Contrairement au processus béninois par exemple, le président Paul Biya a entendu garder l’initiative en réussissant a éviter la tenue d’une conférence nationale selon le modèle béninois. Il a réussi à bouleverser le socle juridique dans la continuité politique. Si la modernisation des institutions trouvait aussi ses origines dès 1982, date de l’accession du Président Biya à la magistrature suprême, les changements majeurs remontent en 1990.
1982 a certes ouvert la voie à une décrispation politique en permettant aux populations de respirer un air nouveau grâce à un discours nouveau et une thématique politique novatrice. Celui qui avait des allures de Gorbatchev grâce au Renouveau National , a, fort des expériences de 1983 et 1984, choisi d’opérer les changements au sein du même système.
C’est cet élan de 1982 qui a sauvé la République : l’Etat par rapport au parti et qui, une dizaine d’années plus tard, évite le désastre politique. La crise économique n’a pas disparu, l’intégration nationale est en chantier. Le Renouveau doit moderniser la vie politique : il doit donner l’impulsion par les réformes en profondeur, il doit intégrer les contre-pouvoirs, gage de toute crédibilité de l’action politique.
La modernisation de l’Etat vise non seulement les structures horizontales du pouvoir (I), mais également les logiques verticales du pouvoir (II).

-- DONNÉES EXTRAITES --
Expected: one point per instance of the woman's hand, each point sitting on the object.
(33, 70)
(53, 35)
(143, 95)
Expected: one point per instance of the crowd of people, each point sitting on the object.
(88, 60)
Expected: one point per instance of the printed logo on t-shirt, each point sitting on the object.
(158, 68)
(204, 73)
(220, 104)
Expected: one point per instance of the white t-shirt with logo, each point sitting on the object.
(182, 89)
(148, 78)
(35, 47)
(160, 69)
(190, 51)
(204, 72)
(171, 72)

-- CONSIGNE DONNÉE --
Reproduisez le passage du texte sur les réformes du président Biya qui commence par « Contrairement au processus » et se poursuit jusqu'à « du même système. ».

-- SOLUTION RÉDIGÉE --
Contrairement au processus béninois par exemple, le président Paul Biya a entendu garder l’initiative en réussissant a éviter la tenue d’une conférence nationale selon le modèle béninois. Il a réussi à bouleverser le socle juridique dans la continuité politique. Si la modernisation des institutions trouvait aussi ses origines dès 1982, date de l’accession du Président Biya à la magistrature suprême, les changements majeurs remontent en 1990.
1982 a certes ouvert la voie à une décrispation politique en permettant aux populations de respirer un air nouveau grâce à un discours nouveau et une thématique politique novatrice. Celui qui avait des allures de Gorbatchev grâce au Renouveau National , a, fort des expériences de 1983 et 1984, choisi d’opérer les changements au sein du même système.